• [What is needed]: Please identify each line of the data below that contains the string "coat" and copy those lines out. Treat uppercase and lowercase letters as different.

──────── Entries shown

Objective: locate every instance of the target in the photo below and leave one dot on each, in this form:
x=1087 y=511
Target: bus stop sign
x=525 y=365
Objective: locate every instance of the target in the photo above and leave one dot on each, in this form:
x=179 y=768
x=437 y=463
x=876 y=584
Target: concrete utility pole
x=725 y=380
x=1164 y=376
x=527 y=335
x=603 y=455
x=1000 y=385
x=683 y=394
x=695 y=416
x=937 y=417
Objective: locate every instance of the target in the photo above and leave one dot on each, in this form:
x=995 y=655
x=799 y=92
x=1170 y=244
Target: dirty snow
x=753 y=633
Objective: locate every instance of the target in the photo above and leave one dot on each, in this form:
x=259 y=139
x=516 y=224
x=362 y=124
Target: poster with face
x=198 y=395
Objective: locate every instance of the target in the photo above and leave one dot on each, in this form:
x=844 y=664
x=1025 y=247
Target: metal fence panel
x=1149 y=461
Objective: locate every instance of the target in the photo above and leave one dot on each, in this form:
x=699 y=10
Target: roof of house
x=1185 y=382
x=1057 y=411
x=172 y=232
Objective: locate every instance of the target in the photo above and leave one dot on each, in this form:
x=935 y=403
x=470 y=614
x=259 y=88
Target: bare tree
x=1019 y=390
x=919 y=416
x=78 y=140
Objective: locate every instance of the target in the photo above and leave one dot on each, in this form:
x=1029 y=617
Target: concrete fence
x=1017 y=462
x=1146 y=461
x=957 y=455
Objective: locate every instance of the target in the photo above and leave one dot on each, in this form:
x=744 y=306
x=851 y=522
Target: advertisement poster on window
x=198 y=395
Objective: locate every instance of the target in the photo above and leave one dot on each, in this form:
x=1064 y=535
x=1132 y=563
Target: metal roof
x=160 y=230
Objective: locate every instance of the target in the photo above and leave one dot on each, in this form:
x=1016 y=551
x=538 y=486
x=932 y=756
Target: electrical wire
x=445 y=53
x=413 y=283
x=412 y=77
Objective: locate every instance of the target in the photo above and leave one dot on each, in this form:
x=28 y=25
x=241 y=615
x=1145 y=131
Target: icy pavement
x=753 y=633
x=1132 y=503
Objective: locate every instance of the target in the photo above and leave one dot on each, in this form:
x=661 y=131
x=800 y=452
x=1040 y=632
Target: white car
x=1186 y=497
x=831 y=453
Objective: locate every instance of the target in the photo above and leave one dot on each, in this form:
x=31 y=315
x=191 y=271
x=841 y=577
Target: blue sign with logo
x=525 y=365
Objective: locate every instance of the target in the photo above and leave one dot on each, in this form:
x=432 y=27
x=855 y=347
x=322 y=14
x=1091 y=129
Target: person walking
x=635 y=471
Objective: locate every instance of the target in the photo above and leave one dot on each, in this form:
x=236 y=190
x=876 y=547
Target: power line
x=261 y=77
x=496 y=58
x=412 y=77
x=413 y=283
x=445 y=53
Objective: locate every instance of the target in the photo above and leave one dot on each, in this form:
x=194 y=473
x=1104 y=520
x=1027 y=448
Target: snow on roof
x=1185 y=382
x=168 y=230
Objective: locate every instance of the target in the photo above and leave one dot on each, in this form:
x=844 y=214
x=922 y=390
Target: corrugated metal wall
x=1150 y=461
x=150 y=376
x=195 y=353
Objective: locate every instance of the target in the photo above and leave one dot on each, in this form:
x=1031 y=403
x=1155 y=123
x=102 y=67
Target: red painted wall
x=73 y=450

────────────────
──────── Entries shown

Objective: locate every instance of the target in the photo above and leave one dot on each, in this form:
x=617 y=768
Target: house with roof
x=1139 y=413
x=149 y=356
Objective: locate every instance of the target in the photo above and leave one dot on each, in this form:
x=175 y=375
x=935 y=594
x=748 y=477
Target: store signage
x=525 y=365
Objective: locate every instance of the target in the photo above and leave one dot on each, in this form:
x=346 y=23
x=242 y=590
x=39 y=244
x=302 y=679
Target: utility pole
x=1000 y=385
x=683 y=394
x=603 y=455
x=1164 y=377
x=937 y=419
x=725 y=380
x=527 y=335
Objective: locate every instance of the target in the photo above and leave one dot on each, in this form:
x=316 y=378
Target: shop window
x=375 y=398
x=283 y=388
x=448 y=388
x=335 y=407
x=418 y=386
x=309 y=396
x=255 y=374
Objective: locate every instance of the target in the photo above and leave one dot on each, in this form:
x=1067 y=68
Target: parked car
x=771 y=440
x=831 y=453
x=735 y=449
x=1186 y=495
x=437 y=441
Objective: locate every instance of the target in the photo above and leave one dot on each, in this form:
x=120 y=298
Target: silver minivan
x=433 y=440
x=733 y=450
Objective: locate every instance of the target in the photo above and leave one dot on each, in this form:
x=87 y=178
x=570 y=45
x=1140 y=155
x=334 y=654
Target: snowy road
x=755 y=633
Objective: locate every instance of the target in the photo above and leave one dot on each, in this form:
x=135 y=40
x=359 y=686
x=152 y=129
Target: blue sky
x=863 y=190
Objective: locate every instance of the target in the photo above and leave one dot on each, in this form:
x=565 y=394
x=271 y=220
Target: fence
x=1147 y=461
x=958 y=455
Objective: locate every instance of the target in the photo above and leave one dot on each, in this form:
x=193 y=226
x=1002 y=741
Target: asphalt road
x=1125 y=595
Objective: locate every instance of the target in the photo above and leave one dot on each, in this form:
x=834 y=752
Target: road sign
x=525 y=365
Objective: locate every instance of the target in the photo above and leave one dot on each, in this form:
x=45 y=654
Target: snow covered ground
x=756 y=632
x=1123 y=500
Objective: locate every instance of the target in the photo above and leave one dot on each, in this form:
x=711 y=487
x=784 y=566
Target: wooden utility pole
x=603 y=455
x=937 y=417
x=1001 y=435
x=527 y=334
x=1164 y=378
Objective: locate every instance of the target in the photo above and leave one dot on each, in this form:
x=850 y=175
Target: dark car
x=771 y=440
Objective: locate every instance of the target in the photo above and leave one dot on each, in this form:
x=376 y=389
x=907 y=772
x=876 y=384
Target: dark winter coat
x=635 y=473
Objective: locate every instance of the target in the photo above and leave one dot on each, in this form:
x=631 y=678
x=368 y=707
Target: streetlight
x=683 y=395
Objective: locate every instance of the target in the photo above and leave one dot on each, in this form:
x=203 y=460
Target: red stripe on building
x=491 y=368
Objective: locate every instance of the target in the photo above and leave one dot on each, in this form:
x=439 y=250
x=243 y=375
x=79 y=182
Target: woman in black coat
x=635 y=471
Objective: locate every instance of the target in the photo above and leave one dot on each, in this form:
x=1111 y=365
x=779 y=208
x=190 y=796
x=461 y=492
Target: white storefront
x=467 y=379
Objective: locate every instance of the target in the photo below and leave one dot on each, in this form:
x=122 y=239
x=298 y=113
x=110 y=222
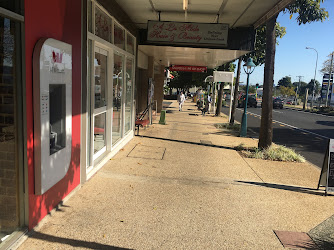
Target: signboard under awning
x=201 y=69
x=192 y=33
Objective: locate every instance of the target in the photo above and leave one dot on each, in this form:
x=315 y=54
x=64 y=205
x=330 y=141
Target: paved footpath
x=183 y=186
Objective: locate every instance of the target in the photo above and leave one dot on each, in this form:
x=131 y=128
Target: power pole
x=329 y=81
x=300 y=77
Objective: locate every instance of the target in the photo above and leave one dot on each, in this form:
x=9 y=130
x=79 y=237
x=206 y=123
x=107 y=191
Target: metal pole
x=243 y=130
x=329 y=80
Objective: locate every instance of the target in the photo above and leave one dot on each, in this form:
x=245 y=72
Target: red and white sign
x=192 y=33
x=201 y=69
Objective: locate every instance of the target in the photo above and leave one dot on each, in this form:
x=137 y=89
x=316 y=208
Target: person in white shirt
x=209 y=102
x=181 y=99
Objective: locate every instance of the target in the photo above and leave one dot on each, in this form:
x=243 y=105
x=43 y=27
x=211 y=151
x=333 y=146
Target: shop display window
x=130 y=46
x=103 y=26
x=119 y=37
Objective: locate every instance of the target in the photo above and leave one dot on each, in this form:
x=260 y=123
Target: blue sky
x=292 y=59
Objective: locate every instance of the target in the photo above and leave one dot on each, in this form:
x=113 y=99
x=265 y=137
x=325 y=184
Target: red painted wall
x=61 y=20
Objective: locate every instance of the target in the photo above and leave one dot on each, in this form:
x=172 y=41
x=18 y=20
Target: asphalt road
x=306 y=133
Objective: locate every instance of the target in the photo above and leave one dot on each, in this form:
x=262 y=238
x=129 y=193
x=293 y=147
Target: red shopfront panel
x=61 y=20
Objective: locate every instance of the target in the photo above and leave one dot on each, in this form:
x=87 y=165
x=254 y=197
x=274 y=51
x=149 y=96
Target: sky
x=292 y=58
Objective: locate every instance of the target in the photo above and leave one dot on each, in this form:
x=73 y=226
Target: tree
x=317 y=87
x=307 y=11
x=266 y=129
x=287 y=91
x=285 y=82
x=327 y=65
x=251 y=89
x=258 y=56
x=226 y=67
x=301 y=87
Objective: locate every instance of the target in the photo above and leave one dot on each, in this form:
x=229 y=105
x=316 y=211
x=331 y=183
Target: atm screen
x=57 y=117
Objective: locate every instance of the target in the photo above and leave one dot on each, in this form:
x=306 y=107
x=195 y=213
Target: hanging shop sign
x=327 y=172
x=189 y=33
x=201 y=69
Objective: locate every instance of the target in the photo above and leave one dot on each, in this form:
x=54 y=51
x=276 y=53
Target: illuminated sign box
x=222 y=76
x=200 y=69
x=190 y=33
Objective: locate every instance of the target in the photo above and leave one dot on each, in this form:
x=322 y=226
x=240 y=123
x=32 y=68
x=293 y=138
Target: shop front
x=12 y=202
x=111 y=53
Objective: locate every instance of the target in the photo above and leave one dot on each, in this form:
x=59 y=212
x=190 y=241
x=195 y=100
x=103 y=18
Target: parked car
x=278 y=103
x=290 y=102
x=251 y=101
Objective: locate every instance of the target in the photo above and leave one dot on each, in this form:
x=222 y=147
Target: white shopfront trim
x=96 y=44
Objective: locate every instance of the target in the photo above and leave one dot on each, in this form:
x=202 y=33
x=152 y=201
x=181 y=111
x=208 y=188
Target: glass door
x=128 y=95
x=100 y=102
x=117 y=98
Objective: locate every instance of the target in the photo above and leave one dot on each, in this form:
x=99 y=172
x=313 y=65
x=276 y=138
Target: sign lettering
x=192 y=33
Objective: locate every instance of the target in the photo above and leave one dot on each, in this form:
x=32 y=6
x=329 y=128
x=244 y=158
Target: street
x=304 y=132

────────────────

• [Response]:
Target: dark winter coat
Target: woman in black coat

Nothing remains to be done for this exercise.